___ Input records

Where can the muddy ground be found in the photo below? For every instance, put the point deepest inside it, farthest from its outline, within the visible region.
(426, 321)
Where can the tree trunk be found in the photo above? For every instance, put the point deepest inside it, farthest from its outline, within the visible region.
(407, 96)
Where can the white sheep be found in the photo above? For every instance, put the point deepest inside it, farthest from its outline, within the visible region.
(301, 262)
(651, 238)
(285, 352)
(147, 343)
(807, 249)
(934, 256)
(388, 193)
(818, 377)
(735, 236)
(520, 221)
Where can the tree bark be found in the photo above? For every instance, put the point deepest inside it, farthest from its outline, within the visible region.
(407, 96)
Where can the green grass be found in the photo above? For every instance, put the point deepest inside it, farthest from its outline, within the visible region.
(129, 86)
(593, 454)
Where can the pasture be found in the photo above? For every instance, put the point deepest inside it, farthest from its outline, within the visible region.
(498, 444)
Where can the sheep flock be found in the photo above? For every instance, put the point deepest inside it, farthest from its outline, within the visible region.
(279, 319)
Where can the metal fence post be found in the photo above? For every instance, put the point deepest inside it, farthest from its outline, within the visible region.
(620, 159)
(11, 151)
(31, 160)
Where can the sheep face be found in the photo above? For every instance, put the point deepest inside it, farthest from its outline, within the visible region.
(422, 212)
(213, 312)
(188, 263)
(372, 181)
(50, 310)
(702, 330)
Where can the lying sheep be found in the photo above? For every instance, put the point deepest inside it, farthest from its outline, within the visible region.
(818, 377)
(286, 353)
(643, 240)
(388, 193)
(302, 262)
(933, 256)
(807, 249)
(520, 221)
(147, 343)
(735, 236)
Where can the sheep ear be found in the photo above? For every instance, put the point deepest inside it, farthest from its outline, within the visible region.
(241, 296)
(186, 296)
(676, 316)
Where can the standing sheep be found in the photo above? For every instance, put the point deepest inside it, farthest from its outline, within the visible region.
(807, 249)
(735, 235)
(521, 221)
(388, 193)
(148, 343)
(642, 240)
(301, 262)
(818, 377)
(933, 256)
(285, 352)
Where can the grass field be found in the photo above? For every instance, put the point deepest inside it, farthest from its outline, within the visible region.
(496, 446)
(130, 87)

______

[What is needed] Generate a verbatim printout of all the entries.

[Answer below]
Where can the muddy ground be found in the photo below? For every instance, put the point deepest inside it, farthest from its outline, within the visible region.
(426, 321)
Where can the tree trunk be found in the photo above? For every instance, put the point deepest inside it, farthest from its outline, within the visible region.
(407, 96)
Where can the white sheep be found in the photo above? For every instance, put the point deepest inside it, farthest from its outline, within the visible region.
(301, 262)
(651, 238)
(285, 352)
(147, 343)
(807, 249)
(934, 256)
(388, 193)
(818, 377)
(735, 236)
(520, 221)
Where can the tree bark be found in the photo above? For every instance, put the point deepest inside it, farthest from its outline, within the visible region.
(407, 96)
Where can the green grass be found in the photo above? For every instance, put the point deepest inside it, farthest from its outline, within the visible region.
(129, 86)
(593, 454)
Where can the pasture be found in the photo above? For every instance, put the point deepest inside it, farthest from its outline, within the visible region.
(498, 444)
Where can the sheep flock be found in the photo above? For every instance, put the point deepest inside it, farthest from its outline, within the visible region.
(279, 319)
Where can the metal fence post be found in the photo above? For every instance, put the point deepest inside it, farthest from its outline, within the visible region.
(620, 159)
(11, 151)
(31, 160)
Where can the sheep face be found in the photo above? For every instance, put the point deepest inside it, farthest from its outline, within the visible region.
(422, 212)
(213, 312)
(188, 263)
(372, 181)
(50, 310)
(702, 330)
Where can the lying sheep be found in the photo above? For every instance, put the point deepest inside it, farthest from its outline, within the visible region.
(818, 377)
(286, 353)
(643, 240)
(388, 193)
(302, 262)
(933, 256)
(807, 249)
(520, 221)
(147, 343)
(735, 236)
Where can the sheep ear be found in the photo above? For every instance, put the point deepest inside it, farthest from its outline, within the visible region.
(241, 296)
(186, 296)
(676, 316)
Where can the standing sheep be found in the photo above? For every instance, put the point deepest inside it, farthest from its outline, within the visible region.
(807, 249)
(735, 235)
(521, 221)
(388, 193)
(148, 343)
(642, 240)
(301, 262)
(818, 377)
(933, 256)
(285, 352)
Where can the grass field be found in the photo above? For every instance, put the point deepest inside it, farthest from its outline, within the visible region.
(496, 446)
(130, 87)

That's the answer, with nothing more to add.